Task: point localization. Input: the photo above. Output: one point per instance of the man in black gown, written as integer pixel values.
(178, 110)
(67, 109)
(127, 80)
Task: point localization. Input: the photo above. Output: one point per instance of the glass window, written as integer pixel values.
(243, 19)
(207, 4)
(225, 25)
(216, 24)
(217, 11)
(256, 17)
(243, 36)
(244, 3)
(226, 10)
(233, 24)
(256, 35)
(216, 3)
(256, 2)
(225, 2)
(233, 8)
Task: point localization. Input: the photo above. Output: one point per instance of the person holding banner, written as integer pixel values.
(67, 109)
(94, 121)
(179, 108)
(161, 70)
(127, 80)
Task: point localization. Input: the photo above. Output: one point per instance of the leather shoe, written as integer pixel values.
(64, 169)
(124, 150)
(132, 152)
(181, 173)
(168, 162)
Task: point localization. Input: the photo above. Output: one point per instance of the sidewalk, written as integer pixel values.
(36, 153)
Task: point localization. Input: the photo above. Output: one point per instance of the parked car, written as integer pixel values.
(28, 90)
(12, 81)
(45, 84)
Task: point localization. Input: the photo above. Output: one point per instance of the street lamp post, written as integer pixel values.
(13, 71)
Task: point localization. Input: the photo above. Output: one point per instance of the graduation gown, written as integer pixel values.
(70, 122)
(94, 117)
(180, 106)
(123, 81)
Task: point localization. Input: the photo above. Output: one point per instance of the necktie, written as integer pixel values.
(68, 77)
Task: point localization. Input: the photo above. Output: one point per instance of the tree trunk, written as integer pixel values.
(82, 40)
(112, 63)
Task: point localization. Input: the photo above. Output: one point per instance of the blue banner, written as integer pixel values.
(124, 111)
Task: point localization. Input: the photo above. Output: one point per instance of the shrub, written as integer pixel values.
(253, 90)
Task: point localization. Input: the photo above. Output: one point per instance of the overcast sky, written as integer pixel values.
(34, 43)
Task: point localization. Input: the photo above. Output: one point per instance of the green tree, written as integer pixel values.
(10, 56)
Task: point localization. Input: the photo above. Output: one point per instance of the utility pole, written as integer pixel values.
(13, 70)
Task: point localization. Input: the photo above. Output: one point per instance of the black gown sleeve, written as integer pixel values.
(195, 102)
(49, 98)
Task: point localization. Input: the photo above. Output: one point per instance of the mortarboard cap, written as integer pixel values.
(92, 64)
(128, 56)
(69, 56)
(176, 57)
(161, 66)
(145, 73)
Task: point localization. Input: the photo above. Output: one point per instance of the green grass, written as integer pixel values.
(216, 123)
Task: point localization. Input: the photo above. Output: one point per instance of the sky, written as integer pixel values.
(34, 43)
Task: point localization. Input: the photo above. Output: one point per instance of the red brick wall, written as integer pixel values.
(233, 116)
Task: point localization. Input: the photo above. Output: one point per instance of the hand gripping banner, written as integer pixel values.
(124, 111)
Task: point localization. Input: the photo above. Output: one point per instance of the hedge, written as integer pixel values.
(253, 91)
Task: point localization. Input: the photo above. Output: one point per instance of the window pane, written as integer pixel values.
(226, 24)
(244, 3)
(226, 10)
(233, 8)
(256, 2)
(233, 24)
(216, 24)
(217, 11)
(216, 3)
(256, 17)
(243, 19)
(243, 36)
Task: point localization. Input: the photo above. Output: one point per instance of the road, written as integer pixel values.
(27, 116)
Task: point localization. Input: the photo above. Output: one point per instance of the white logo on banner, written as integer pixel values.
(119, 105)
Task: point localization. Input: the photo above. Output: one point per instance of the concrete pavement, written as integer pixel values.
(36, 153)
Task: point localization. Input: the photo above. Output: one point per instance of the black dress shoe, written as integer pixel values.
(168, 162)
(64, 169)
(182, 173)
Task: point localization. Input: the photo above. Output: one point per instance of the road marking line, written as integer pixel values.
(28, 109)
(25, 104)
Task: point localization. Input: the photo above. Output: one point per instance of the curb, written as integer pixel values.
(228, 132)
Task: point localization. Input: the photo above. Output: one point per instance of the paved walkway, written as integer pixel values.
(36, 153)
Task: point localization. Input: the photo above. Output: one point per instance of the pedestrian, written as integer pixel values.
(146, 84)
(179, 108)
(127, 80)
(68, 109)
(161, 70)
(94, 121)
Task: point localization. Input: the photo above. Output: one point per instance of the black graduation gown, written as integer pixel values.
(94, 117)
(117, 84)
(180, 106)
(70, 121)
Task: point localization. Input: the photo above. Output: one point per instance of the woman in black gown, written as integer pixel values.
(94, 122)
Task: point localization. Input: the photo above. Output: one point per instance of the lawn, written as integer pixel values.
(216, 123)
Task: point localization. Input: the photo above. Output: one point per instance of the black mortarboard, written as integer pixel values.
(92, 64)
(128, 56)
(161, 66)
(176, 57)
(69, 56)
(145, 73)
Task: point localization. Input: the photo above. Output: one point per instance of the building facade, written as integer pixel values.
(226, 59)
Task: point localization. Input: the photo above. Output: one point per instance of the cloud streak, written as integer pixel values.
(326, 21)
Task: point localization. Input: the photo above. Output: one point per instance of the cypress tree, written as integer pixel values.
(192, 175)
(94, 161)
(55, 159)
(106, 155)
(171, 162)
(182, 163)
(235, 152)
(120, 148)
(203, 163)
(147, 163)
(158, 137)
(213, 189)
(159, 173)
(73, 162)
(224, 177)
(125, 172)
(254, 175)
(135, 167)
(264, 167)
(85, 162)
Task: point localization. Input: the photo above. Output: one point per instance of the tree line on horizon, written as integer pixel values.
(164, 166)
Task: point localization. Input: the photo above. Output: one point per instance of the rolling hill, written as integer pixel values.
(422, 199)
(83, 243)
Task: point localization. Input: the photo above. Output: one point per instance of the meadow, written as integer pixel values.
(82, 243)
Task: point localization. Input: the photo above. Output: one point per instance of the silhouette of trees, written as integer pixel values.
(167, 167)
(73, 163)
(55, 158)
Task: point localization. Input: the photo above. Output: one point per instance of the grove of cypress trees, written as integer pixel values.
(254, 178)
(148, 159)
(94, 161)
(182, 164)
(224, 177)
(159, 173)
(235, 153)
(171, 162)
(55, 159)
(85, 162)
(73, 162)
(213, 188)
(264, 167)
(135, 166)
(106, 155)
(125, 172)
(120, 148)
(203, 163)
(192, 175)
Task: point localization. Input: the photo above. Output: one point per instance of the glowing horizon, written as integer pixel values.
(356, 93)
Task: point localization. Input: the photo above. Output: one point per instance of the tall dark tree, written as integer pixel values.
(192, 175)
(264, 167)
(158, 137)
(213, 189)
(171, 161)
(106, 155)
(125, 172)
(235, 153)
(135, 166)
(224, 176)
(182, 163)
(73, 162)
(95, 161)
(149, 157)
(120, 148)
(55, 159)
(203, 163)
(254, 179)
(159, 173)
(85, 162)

• • • •

**Assignment**
Retype the entries shown above. Keep every word exactly as it is.

**Response to the task**
Task: point localization. Input: the photo above. Output: one point per instance of the man in black gown, written as integer pixel values.
(178, 110)
(67, 109)
(127, 80)
Task: point localization. Input: the photo above. Output: one point per instance of the glass window, written as integer pixel values.
(243, 19)
(207, 4)
(225, 25)
(216, 24)
(217, 11)
(256, 17)
(243, 36)
(244, 3)
(226, 10)
(233, 24)
(256, 35)
(216, 3)
(256, 2)
(225, 2)
(233, 8)
Task: point localization. Input: the photo above. Output: one point per instance of the person holding banner, written as integer pixel values.
(67, 109)
(94, 121)
(179, 108)
(161, 70)
(127, 80)
Task: point localization. Input: the photo above. Output: one point per instance of the leather shoe, written as integer pixel values.
(64, 169)
(124, 150)
(132, 152)
(181, 173)
(168, 162)
Task: point localization. Input: the photo above. Output: one point per instance of the sidewalk, written as integer pixel values.
(36, 153)
Task: point localization. Input: the photo above. Output: one point per instance of the parked car, written as integer pixel values.
(28, 90)
(12, 81)
(45, 84)
Task: point localization. Input: the photo above. Output: one point per instance of the street lamp post, written as integer pixel values.
(13, 71)
Task: point localization. Input: the photo above. Output: one point per instance of the graduation gown, written as integer pixel values.
(70, 122)
(94, 117)
(180, 106)
(123, 81)
Task: point localization. Input: the photo above. Output: one point per instance of the necktie, written as integer pixel values.
(68, 77)
Task: point localization. Input: the photo above. Output: one point per instance of the tree trunk, written as integer pixel values.
(82, 40)
(112, 63)
Task: point localization. Input: the photo above. Output: one point per instance of the blue banner, written as integer pixel values.
(124, 111)
Task: point localization. Input: the photo above. Output: one point per instance of the shrub, written as integer pixel values.
(253, 90)
Task: point localization. Input: the photo above. Output: one point per instance of the overcast sky, written as integer pixel values.
(34, 43)
Task: point localization. Input: the photo above. Output: one point per instance of the green tree, written as integer pixel values.
(10, 56)
Task: point localization. Input: the photo above. Output: one point per instance of the utility pole, written as integer pixel values.
(13, 70)
Task: point localization. Input: the photo above. Output: one point per instance of the black gown sleeve, written as integer pixel values.
(195, 102)
(49, 98)
Task: point localization. Input: the photo above. Output: one point per instance of the mortarboard cap, written as integer pixel values.
(92, 64)
(128, 56)
(69, 56)
(176, 57)
(161, 66)
(145, 73)
Task: point localization. Input: the photo above. Output: one point per instance of the green grass, written as integer pixel values.
(216, 123)
Task: point localization. Input: the photo above. Output: one point per instance of the sky, written as integer pixel values.
(34, 43)
Task: point localization. Input: the photo above. Output: one point per instance of the red brick wall, written as integer pixel values.
(233, 116)
Task: point localization. Input: the photo above. Output: one point per instance of the hand gripping banner, written as integer pixel values.
(124, 111)
Task: point localization. Input: the photo above. Output: one point per instance of the hedge, written as integer pixel values.
(253, 91)
Task: point localization. Input: the photo above. Output: one point per instance of the window pane, written as integer pixel values.
(226, 24)
(244, 3)
(226, 10)
(233, 8)
(256, 2)
(233, 24)
(216, 24)
(217, 11)
(216, 3)
(256, 17)
(243, 19)
(243, 36)
Task: point localization. Input: the photo above. Output: one point per instance of the road, written as integer pixel values.
(27, 116)
Task: point localization. Input: the photo above. Output: one point per instance of the white logo on banner, written as integer pixel values.
(119, 105)
Task: point localization. Input: the photo above. Output: one point per instance of the concrete pavement, written as integer pixel values.
(36, 153)
Task: point localization. Input: the photo above. Output: one point per instance of the black dress shoe, written as integer pixel values.
(168, 162)
(64, 169)
(182, 173)
Task: point localization. Input: the photo above. Output: one point per instance of the road marking line, written as integer pixel values.
(28, 109)
(25, 104)
Task: point localization. Input: the photo above. Output: one point per instance of the curb, written as integer pixel values.
(228, 132)
Task: point localization. Input: the photo above. Output: one point per instance of the paved walkway, written as integer pixel values.
(36, 153)
Task: point localization. Input: the photo above. Output: one point per instance of the pedestrian, written as integer pixel values.
(146, 84)
(179, 108)
(127, 80)
(68, 109)
(161, 70)
(94, 121)
Task: point localization. Input: the photo above. Output: one point per instance of the black graduation gown, written as integer pixel values.
(94, 117)
(117, 84)
(180, 106)
(70, 121)
Task: point localization. Input: the photo above. Output: one point per instance of the woman in black gown, written as integer pixel values.
(94, 122)
Task: point localization. Input: the photo above. Output: one point per instance of the lawn, written as integer pixel values.
(216, 123)
Task: point localization. Input: the photo above. Output: one point per instance of the black mortarboard, written as integer pixel values.
(92, 64)
(128, 56)
(161, 66)
(176, 57)
(69, 56)
(145, 73)
Task: point localization. Input: the photo above. Output: one point per instance of the building facade, written as integer pixel values.
(226, 59)
Task: point localization. Input: the photo above. Output: one point per instance of the cloud streak, written as integer pixel values.
(326, 21)
Task: point localization. Input: the photo above. Output: one point per instance of the cypress tree, written as integer pixel values.
(192, 175)
(94, 161)
(55, 159)
(106, 155)
(171, 162)
(182, 163)
(235, 152)
(120, 148)
(203, 163)
(147, 163)
(158, 137)
(213, 189)
(159, 173)
(73, 162)
(224, 177)
(125, 172)
(254, 175)
(135, 167)
(264, 167)
(85, 162)
Task: point localization. Input: the photo above. Output: one point per instance of the tree line on horizon, written as integer pixel values.
(164, 166)
Task: point localization. Input: the photo above. Output: one point per instance of the rolling hill, written as integer pixel values.
(422, 199)
(83, 243)
Task: point localization. Input: the photo above. Output: one point per instance of the meadow, written as integer pixel values.
(82, 243)
Task: point localization. Input: the photo above. Output: one point per instance of the silhouette of trees, written as integer pixel values.
(167, 167)
(73, 163)
(55, 158)
Task: point localization. Input: the photo above. Output: one point per instance of the grove of cypress trees, written as integer pixel values.
(254, 178)
(148, 159)
(94, 161)
(182, 164)
(224, 177)
(159, 173)
(235, 153)
(171, 162)
(55, 159)
(85, 162)
(73, 162)
(213, 188)
(264, 167)
(135, 166)
(106, 155)
(125, 172)
(120, 148)
(203, 163)
(192, 175)
Task: point localization. Input: the photo above. Output: one point per instance of the glowing horizon, written as integer pixel values.
(356, 93)
Task: point localization. Input: the photo above. Output: one point per instance of the tall dark tree, written as integer pixel values.
(192, 175)
(264, 167)
(158, 137)
(213, 189)
(171, 161)
(106, 155)
(125, 172)
(235, 153)
(135, 166)
(224, 176)
(182, 163)
(73, 162)
(95, 161)
(149, 157)
(120, 148)
(55, 159)
(203, 163)
(254, 179)
(159, 173)
(85, 162)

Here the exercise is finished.